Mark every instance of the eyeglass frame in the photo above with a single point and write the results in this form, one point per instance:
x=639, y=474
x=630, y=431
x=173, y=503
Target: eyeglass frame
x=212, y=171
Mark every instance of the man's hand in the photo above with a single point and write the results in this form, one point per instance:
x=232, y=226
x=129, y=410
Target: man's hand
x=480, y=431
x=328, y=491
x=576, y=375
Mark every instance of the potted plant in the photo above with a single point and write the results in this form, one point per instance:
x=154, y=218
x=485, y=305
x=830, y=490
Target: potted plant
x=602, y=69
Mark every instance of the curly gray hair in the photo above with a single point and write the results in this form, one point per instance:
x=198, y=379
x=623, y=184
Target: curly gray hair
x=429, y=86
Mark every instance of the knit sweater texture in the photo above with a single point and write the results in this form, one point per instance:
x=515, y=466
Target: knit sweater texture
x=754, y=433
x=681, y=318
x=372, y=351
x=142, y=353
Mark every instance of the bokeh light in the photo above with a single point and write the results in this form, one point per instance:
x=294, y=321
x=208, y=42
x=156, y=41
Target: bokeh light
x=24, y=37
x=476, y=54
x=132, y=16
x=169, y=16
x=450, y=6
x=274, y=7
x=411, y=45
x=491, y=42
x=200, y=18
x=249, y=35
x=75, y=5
________________________________________
◆ **THE TASK**: Reproduce verbatim every line from the one containing "Mark every instance of the curly" down to the last line above, including both.

◆ **FINAL ANSWER**:
Mark every instance of the curly gray hair in the photo above with a single point and write the results in this form, one point per instance:
x=198, y=379
x=623, y=184
Target: curly gray hair
x=429, y=86
Mark every instance of the knit sweater texture in the photo above with a single point and write the results in this form, one point per instance:
x=515, y=466
Target: knit sweater texture
x=754, y=433
x=681, y=318
x=372, y=351
x=142, y=353
Mark every instance of the bokeh light in the photo above with a single point and write the results in this form, one point per instance:
x=294, y=321
x=208, y=42
x=156, y=41
Target: bokeh light
x=24, y=37
x=476, y=54
x=132, y=16
x=169, y=16
x=450, y=6
x=274, y=7
x=411, y=45
x=491, y=42
x=200, y=18
x=249, y=35
x=75, y=5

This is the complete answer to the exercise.